# Short exercise 1
Count the lines in the listing below that contain the word "balcony", and report only that number.

# Selected passage
# Rossi Repaired



## CW (Mar 20, 2015)

Before the Taurus buyout, I found a nice .22 mag Rossi M515 in stainless.

Sadly the plastic rear sight caught on a holster I was using while working in the farm. Half the rear sight blade broke off.

I had priced a Millet sight and found it very expensive so delayed the repair as enough of the blade remained.

Well a couple years ago I finally called Rossi to get a blade an found no parts were available. I believe the pistol had a lifetime warranty, but that Rossi company died.

So I checked with a couple gunsmiths trying to find a blade and no soap.

Later, I checked the Rossi/Taurus website and saw their .22/.22mags had sights that looked like the older one I have.

I took the risk and ordered the part for the .22 as the .22 mag part was not in stock. 
I did not order the mounting screw, thinking my stainless part would work fine - and not wanting to mess up the tap in the frame.
My planned worse case was I may have to rip apart the new sight and move the blade to the old sight base.

Well the part came quick enough and the width was perfect. However I had to remove about 1/4" from the front of the sight base for it to fit. (picture an elongated T where the bottom had to be ground down)
The mounting screw hole lined up but the hole has more flare to the top than the original screw, regardless, the original screw holds it fast.

Out to the range and sighted it in quickly. I actually like the black sight over the older stainless - blade only was black - so I'm glad this revolver is back in business 100%.

Now all I am waiting for is the Federal ammo to re-appear.


----------

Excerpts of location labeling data
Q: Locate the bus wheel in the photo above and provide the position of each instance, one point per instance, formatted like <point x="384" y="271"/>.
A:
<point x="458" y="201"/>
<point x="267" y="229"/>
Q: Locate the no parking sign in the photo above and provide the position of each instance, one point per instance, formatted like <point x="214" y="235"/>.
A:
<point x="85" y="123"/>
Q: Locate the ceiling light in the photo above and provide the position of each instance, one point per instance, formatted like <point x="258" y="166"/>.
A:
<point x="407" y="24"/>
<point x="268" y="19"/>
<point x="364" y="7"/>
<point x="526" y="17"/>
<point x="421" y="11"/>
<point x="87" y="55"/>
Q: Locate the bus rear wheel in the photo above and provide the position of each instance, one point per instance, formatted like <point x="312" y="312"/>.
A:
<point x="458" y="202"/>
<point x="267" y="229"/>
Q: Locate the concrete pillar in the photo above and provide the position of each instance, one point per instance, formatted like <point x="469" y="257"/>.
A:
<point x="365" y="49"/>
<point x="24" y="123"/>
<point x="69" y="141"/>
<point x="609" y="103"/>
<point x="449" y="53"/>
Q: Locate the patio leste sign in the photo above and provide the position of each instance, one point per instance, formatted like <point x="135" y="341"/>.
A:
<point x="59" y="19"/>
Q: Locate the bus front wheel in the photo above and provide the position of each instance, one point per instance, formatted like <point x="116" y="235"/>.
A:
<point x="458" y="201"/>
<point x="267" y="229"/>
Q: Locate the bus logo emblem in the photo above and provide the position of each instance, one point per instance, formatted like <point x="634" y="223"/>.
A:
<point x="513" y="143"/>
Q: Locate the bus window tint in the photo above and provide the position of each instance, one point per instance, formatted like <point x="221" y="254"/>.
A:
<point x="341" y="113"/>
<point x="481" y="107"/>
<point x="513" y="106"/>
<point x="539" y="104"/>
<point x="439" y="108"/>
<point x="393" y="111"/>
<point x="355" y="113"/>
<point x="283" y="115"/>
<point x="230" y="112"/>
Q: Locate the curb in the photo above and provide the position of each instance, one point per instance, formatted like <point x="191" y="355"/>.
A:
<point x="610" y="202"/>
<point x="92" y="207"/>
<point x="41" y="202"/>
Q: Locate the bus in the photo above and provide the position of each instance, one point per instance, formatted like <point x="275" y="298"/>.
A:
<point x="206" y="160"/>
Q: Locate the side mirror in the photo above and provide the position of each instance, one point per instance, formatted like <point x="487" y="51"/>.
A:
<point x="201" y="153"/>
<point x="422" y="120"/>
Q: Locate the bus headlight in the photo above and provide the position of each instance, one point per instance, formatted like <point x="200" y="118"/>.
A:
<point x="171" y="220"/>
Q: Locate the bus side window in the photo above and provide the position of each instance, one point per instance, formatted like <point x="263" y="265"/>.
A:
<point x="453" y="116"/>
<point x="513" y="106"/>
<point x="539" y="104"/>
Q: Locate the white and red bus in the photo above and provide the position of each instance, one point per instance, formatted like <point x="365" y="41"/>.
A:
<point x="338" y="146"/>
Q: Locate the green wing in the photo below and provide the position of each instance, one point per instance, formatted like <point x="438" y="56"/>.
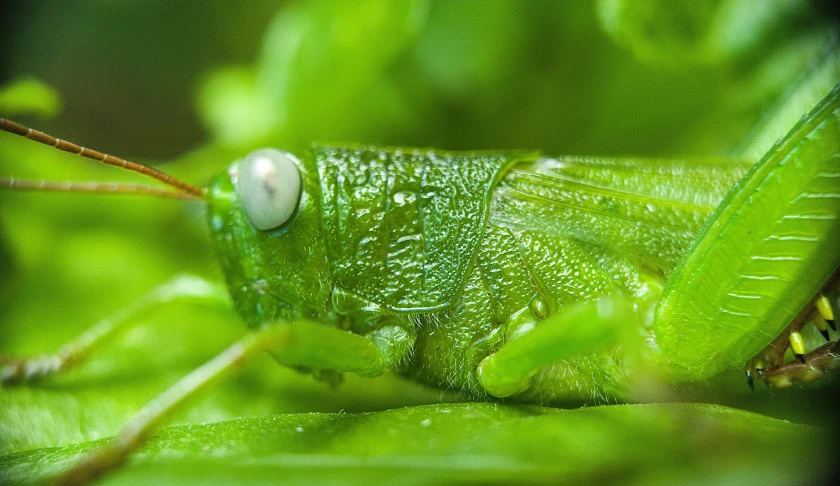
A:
<point x="645" y="210"/>
<point x="763" y="255"/>
<point x="403" y="226"/>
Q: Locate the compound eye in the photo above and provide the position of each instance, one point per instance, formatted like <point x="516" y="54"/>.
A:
<point x="269" y="187"/>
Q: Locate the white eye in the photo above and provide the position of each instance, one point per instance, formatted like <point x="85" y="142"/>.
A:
<point x="269" y="187"/>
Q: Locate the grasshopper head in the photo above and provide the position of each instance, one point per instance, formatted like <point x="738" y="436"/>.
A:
<point x="265" y="219"/>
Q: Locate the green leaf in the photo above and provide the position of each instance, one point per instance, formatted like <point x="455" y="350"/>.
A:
<point x="29" y="96"/>
<point x="466" y="443"/>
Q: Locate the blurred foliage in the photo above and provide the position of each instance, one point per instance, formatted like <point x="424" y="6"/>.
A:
<point x="202" y="86"/>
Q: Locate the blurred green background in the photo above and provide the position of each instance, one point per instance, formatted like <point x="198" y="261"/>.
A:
<point x="193" y="86"/>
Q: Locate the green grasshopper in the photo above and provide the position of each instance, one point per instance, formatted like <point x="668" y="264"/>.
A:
<point x="503" y="274"/>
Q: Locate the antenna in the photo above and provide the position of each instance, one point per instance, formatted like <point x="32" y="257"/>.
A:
<point x="185" y="191"/>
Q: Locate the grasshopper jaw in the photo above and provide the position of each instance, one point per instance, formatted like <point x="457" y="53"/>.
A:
<point x="807" y="366"/>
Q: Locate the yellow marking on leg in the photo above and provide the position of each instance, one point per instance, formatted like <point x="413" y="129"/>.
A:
<point x="797" y="345"/>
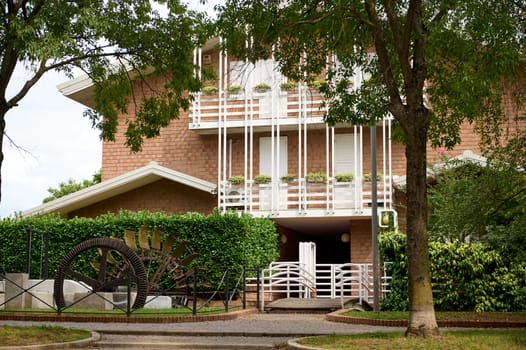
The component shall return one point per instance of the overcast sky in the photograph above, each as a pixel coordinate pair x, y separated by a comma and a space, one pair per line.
59, 141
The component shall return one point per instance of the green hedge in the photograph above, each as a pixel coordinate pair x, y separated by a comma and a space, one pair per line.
229, 240
465, 277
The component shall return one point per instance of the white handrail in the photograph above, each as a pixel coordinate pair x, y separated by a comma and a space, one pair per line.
331, 281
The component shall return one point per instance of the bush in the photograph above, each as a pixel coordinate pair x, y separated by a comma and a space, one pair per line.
228, 240
465, 277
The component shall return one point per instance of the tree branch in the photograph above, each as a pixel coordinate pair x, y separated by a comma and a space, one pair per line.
383, 58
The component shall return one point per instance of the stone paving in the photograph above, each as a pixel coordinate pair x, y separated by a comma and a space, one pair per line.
254, 331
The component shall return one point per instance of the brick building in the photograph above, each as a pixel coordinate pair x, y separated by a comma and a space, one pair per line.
250, 133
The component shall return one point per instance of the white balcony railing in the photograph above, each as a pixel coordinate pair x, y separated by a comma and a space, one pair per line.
208, 110
302, 196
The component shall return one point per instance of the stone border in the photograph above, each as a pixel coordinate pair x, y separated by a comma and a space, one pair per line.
82, 343
109, 319
336, 317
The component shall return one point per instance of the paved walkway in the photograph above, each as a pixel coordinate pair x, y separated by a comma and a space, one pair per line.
254, 331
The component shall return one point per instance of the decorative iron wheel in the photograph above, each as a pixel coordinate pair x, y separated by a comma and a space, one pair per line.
117, 265
163, 260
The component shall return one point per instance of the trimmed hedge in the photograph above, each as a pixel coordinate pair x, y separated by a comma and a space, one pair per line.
223, 240
465, 277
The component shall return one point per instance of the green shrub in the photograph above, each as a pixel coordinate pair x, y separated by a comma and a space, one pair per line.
228, 240
465, 277
319, 177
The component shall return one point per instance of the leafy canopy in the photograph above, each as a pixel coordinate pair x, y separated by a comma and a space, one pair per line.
117, 44
468, 53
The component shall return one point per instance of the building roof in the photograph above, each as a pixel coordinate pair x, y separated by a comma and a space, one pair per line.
118, 185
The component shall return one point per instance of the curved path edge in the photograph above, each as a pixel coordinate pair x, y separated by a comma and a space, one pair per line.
337, 317
82, 343
109, 319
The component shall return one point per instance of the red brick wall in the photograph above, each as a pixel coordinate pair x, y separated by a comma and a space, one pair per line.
160, 196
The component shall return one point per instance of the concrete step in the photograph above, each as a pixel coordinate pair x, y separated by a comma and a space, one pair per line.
114, 341
310, 305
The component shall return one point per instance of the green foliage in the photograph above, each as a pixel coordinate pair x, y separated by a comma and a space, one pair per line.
263, 179
368, 177
478, 203
234, 89
228, 240
237, 179
391, 246
317, 177
262, 87
118, 45
289, 178
345, 177
465, 277
288, 86
71, 186
210, 90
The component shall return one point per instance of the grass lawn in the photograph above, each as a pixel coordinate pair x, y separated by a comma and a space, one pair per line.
19, 336
450, 340
442, 315
171, 312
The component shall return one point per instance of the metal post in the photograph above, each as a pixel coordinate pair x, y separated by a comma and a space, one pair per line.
194, 297
374, 218
44, 271
128, 295
257, 287
227, 288
29, 237
244, 288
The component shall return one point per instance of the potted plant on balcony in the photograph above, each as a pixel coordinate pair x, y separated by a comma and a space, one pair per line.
288, 86
237, 180
344, 177
234, 89
262, 88
209, 90
315, 84
262, 179
288, 178
318, 177
368, 177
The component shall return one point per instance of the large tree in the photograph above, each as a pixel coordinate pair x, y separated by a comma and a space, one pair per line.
114, 43
451, 55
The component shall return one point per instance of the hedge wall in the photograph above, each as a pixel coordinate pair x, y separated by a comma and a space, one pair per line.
465, 276
229, 240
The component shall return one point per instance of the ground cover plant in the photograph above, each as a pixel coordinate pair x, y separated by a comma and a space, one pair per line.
20, 336
443, 315
472, 339
465, 276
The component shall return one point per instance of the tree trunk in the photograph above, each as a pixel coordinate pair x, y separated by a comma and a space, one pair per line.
422, 321
3, 112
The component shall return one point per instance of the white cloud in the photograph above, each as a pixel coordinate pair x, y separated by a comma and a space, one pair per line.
60, 140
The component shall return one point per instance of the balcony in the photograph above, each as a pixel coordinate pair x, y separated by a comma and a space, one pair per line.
302, 198
256, 109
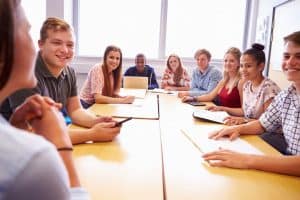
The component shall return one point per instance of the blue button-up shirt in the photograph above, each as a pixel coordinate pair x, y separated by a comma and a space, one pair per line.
203, 83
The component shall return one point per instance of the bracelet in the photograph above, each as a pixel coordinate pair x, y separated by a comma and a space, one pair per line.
65, 149
246, 120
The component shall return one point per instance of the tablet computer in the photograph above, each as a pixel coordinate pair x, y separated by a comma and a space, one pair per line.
196, 103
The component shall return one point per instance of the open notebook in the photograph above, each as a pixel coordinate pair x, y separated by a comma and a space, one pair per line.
136, 82
216, 116
201, 141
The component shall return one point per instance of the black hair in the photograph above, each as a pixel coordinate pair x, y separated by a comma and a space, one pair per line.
256, 51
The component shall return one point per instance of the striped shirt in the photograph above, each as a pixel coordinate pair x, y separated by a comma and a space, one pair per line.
284, 112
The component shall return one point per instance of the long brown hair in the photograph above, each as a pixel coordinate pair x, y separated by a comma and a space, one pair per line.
116, 73
7, 33
179, 71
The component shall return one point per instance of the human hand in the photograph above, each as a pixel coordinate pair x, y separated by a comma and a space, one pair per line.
104, 132
228, 158
182, 94
232, 120
232, 132
187, 99
51, 125
30, 109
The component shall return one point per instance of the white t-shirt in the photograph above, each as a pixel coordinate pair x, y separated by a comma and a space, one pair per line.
30, 168
253, 100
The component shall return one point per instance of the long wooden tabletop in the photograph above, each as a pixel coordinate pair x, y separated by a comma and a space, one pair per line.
153, 159
130, 167
187, 176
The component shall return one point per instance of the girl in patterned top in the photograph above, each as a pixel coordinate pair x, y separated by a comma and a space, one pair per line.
258, 91
175, 76
229, 89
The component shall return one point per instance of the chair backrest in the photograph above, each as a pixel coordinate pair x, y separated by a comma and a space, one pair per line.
137, 82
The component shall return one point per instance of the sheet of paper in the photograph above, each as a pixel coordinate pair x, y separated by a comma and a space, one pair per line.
217, 116
204, 144
137, 93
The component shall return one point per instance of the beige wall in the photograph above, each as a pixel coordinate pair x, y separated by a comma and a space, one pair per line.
279, 78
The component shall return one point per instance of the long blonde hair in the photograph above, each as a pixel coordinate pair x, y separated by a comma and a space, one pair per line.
179, 71
116, 73
237, 54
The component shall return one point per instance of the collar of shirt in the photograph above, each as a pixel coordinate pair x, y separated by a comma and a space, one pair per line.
205, 72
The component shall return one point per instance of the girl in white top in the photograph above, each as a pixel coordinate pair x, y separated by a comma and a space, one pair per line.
104, 81
258, 91
31, 166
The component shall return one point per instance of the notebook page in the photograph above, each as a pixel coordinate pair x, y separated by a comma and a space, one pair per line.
205, 144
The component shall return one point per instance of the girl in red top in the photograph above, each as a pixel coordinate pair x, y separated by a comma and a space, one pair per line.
229, 90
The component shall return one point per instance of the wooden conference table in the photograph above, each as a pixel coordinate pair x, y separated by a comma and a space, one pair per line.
152, 159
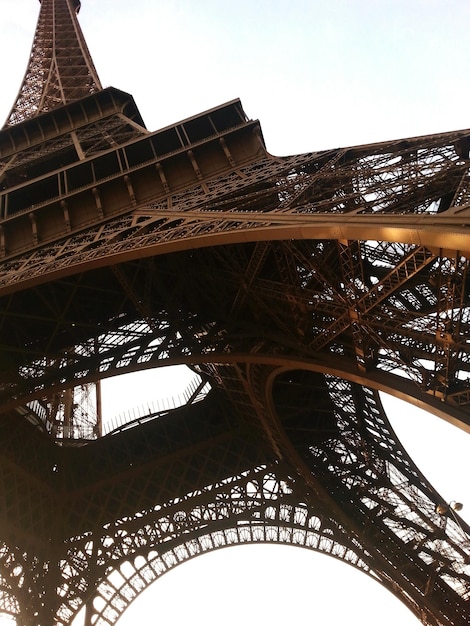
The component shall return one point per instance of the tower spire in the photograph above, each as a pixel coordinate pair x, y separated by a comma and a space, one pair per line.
60, 69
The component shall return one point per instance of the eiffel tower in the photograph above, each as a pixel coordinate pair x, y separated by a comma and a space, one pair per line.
295, 288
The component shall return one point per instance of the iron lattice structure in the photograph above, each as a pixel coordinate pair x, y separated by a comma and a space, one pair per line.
296, 288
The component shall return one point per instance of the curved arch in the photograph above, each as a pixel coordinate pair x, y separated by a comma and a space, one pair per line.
413, 231
127, 582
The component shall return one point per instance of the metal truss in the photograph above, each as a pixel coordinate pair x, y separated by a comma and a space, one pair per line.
296, 288
60, 69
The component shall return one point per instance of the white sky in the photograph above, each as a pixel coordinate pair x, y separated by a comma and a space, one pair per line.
318, 75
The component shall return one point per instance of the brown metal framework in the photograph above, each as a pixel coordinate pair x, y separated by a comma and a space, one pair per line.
296, 288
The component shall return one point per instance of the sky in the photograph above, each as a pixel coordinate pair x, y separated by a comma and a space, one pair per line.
318, 75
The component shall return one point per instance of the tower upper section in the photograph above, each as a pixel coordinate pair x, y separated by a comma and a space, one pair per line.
60, 69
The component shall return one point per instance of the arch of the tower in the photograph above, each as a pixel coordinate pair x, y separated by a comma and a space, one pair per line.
374, 312
336, 430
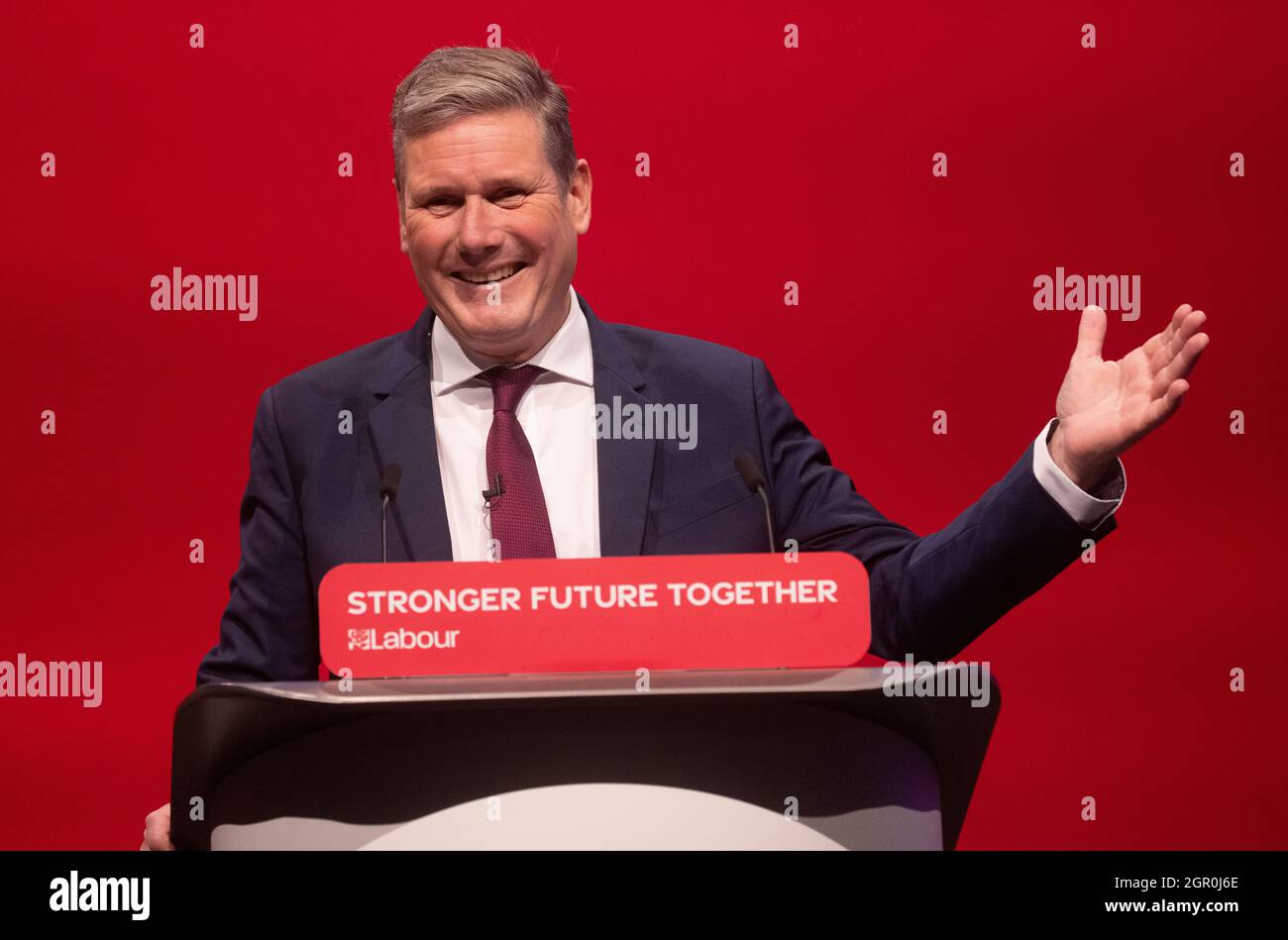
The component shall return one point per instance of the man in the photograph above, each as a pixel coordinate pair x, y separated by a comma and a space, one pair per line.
497, 384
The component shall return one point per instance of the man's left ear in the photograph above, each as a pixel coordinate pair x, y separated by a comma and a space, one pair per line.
580, 193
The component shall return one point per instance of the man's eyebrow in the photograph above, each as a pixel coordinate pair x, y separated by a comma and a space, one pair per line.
428, 192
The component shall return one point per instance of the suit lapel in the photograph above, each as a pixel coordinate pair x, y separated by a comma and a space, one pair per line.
402, 432
625, 467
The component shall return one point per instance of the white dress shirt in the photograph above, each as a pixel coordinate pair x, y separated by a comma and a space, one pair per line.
558, 417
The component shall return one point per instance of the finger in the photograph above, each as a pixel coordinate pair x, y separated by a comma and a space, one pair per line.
1154, 343
1091, 334
1162, 408
1175, 343
1181, 365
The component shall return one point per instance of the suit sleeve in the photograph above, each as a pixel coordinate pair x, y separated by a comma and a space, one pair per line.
268, 630
930, 595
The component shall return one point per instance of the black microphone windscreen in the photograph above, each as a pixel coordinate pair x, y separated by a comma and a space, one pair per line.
390, 480
750, 470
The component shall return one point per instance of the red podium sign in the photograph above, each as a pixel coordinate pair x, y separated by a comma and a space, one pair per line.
660, 612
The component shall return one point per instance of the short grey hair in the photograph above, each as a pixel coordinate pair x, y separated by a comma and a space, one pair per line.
463, 81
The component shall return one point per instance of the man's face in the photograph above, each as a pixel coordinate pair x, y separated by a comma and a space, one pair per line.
478, 200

# Short exercise 2
Answer each question briefly from the forum post on the Rossi repair above.
(a) What model of Rossi revolver did the poster find, and in what finish?
(b) How much material had to be removed from the front of the new sight base so that it would fit?
(c) Which ammunition is the poster waiting to see reappear?

# Complete answer 1
3

# Complete answer 2
(a) A .22 mag Rossi M515, in stainless.
(b) About 1/4".
(c) Federal ammo.